___ Supplied information ___
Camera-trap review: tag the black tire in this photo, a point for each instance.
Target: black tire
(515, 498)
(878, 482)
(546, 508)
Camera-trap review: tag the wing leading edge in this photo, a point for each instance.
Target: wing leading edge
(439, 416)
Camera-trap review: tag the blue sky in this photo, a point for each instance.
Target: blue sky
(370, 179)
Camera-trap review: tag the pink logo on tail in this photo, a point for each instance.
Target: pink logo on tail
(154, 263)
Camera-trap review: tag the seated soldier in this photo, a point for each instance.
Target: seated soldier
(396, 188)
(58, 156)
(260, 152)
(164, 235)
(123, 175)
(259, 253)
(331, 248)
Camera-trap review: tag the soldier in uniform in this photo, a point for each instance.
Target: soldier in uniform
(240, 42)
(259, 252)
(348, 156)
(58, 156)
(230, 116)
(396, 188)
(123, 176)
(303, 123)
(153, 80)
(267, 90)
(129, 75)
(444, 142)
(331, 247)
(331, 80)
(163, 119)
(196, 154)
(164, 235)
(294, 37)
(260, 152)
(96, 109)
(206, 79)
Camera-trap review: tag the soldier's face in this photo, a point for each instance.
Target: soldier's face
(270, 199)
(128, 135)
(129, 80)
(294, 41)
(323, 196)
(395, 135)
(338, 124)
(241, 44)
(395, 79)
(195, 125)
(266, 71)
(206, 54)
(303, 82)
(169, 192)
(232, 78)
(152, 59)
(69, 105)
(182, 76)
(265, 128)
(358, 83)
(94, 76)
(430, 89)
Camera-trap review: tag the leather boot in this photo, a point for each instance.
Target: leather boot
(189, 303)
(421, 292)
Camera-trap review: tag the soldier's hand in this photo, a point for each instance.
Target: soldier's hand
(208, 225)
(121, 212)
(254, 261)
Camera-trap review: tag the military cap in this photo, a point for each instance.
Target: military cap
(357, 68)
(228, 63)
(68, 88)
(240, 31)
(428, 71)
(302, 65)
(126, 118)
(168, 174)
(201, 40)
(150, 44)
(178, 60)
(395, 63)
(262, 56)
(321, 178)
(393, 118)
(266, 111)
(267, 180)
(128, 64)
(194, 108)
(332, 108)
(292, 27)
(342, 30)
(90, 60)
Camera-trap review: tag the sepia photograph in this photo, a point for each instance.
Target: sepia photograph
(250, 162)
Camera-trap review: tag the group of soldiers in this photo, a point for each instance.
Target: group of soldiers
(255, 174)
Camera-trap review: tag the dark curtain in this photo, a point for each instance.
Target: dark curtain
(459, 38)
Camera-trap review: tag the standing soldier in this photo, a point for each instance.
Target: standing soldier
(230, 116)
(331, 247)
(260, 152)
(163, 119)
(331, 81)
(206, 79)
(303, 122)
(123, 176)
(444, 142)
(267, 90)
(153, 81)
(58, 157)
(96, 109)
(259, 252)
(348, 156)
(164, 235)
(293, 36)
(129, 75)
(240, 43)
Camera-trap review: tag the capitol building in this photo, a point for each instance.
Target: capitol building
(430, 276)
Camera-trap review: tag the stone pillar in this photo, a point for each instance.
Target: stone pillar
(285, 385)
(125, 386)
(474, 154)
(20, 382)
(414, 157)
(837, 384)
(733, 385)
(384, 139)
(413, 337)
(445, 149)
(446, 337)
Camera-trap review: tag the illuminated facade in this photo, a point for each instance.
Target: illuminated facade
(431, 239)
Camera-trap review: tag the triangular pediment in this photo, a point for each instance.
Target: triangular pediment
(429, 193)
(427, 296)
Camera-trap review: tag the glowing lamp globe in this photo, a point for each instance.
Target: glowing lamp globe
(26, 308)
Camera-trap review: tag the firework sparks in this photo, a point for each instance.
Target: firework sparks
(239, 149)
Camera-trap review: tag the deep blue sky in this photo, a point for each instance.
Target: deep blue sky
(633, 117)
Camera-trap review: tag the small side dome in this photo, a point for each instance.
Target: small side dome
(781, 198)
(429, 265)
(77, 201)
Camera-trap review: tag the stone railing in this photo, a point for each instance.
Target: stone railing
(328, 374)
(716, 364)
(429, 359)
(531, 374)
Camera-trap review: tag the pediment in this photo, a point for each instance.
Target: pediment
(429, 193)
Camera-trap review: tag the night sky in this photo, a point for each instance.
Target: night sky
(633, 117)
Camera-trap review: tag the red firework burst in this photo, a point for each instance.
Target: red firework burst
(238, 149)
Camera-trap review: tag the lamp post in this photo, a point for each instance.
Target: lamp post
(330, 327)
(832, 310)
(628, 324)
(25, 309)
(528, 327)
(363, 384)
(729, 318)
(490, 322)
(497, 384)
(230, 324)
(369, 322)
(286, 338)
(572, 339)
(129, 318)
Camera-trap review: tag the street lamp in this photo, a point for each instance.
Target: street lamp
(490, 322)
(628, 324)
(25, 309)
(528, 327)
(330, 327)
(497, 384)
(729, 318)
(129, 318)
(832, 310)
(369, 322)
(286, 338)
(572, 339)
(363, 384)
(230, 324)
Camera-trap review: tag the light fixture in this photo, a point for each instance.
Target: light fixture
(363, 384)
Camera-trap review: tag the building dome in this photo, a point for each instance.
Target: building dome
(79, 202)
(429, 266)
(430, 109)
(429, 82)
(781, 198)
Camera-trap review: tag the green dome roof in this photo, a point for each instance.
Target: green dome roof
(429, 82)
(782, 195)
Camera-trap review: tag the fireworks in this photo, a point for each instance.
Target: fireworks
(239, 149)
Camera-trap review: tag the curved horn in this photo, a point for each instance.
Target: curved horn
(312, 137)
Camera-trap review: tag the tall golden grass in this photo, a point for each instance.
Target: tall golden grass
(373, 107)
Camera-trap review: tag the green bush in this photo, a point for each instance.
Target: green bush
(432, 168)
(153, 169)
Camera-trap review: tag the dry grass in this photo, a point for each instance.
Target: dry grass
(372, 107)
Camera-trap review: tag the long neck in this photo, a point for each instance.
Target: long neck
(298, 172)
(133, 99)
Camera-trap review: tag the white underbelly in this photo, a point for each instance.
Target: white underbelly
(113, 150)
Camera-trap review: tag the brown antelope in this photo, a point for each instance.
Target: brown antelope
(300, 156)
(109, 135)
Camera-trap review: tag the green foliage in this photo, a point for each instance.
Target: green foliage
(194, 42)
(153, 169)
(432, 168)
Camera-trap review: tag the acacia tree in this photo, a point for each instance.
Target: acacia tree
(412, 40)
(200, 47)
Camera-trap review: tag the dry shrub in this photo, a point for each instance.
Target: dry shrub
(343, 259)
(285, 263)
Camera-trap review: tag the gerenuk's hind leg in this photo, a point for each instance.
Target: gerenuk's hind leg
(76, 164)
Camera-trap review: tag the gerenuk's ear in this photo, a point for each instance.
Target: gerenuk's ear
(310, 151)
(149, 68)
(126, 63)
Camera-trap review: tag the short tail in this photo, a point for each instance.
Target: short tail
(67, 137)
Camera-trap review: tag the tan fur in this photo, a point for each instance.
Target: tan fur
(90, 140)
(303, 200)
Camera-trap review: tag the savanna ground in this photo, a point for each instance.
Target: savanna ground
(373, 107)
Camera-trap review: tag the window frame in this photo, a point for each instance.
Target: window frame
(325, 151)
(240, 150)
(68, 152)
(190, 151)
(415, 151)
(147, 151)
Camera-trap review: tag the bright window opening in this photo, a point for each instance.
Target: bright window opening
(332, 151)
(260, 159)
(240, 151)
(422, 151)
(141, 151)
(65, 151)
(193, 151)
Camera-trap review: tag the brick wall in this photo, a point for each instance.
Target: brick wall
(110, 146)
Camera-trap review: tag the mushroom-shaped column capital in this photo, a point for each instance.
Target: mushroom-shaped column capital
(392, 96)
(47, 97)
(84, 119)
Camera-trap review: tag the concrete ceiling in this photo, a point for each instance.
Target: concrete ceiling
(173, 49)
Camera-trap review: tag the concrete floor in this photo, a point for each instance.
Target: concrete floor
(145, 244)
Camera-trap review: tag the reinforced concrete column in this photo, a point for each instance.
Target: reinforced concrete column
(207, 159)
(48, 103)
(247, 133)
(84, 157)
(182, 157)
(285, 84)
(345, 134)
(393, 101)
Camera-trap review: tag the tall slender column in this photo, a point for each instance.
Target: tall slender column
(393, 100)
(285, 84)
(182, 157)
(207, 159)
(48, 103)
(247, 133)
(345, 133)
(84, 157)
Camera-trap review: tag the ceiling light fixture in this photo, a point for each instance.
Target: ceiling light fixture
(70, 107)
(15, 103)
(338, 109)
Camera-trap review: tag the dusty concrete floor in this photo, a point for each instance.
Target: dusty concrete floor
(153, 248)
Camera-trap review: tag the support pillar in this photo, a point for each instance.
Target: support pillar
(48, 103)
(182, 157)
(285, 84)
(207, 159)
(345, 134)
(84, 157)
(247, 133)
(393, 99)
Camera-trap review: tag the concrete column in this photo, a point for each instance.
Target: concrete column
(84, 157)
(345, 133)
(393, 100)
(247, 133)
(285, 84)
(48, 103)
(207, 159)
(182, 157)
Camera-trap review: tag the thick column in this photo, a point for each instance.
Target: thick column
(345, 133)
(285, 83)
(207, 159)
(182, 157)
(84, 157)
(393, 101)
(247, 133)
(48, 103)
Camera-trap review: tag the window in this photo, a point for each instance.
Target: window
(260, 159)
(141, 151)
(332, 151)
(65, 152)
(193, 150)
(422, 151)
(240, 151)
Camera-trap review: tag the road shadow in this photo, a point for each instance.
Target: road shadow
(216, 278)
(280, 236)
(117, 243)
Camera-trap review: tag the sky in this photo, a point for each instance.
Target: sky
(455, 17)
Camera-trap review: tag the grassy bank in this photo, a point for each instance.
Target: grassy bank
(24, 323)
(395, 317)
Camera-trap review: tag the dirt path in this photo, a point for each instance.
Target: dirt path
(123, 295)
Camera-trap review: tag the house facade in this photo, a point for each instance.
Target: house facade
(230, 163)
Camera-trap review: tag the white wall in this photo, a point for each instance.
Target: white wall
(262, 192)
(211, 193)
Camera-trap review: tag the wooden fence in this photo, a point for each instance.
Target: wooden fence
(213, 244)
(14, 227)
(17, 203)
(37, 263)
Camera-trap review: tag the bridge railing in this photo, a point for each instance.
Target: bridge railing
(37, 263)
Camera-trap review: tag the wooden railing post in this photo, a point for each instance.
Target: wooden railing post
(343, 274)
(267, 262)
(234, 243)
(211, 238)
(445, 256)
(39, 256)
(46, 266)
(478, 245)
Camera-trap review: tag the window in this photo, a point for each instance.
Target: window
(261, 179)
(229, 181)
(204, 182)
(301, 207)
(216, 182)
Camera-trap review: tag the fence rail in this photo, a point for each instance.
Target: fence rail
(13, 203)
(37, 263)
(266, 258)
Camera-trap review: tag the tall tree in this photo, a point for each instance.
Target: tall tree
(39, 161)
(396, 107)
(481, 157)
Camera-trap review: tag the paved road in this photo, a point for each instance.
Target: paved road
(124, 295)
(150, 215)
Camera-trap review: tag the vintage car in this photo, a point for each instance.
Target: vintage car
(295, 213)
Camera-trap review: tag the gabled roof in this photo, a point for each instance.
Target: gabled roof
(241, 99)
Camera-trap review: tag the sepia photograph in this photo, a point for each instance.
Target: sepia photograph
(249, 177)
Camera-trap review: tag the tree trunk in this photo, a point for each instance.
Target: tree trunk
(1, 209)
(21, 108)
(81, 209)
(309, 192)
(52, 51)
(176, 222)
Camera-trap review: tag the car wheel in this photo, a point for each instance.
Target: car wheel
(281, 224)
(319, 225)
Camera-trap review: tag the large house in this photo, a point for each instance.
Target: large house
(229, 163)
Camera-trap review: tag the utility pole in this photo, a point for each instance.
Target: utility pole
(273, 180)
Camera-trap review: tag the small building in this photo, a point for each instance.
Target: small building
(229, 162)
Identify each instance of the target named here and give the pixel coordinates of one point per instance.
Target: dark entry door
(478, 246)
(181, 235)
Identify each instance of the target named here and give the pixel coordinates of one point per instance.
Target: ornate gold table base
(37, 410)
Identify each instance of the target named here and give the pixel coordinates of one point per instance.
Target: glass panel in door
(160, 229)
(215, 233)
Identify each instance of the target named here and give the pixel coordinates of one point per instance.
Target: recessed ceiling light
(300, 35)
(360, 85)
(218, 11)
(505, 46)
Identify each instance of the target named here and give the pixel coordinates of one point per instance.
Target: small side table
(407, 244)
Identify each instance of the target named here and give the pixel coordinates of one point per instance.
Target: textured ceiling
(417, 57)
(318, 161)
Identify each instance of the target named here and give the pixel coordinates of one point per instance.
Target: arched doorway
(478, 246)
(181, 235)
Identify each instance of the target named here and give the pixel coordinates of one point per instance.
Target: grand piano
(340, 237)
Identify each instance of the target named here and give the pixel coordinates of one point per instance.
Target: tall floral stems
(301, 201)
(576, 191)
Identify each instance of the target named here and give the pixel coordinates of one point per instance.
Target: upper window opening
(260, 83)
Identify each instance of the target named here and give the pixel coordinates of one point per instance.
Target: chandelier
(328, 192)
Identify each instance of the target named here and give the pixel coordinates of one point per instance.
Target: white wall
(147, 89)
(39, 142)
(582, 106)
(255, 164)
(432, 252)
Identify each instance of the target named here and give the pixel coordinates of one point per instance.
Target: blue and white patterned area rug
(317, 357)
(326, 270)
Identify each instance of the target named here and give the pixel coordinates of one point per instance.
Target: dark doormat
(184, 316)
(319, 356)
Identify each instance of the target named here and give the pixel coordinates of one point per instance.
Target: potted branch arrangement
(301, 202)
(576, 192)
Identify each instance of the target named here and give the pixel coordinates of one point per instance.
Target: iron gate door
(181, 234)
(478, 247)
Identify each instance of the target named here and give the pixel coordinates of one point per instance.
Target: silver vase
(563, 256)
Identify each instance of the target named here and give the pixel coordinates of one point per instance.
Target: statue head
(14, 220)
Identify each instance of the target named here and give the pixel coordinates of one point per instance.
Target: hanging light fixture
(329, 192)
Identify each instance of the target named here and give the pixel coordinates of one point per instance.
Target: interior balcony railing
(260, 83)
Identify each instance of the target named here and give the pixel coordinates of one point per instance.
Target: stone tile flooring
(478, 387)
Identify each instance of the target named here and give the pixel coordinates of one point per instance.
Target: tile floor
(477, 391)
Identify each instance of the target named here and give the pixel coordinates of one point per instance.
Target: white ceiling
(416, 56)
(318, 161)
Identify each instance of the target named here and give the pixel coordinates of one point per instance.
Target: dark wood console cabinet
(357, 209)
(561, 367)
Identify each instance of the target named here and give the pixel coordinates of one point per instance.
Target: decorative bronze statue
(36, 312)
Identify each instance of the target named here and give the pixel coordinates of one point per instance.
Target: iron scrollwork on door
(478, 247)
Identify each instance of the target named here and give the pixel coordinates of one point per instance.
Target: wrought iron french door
___
_Prompt_: How many lines of the records above contain the string "utility", with case counting? Reply with the number alone.

_Output of the exercise_: 2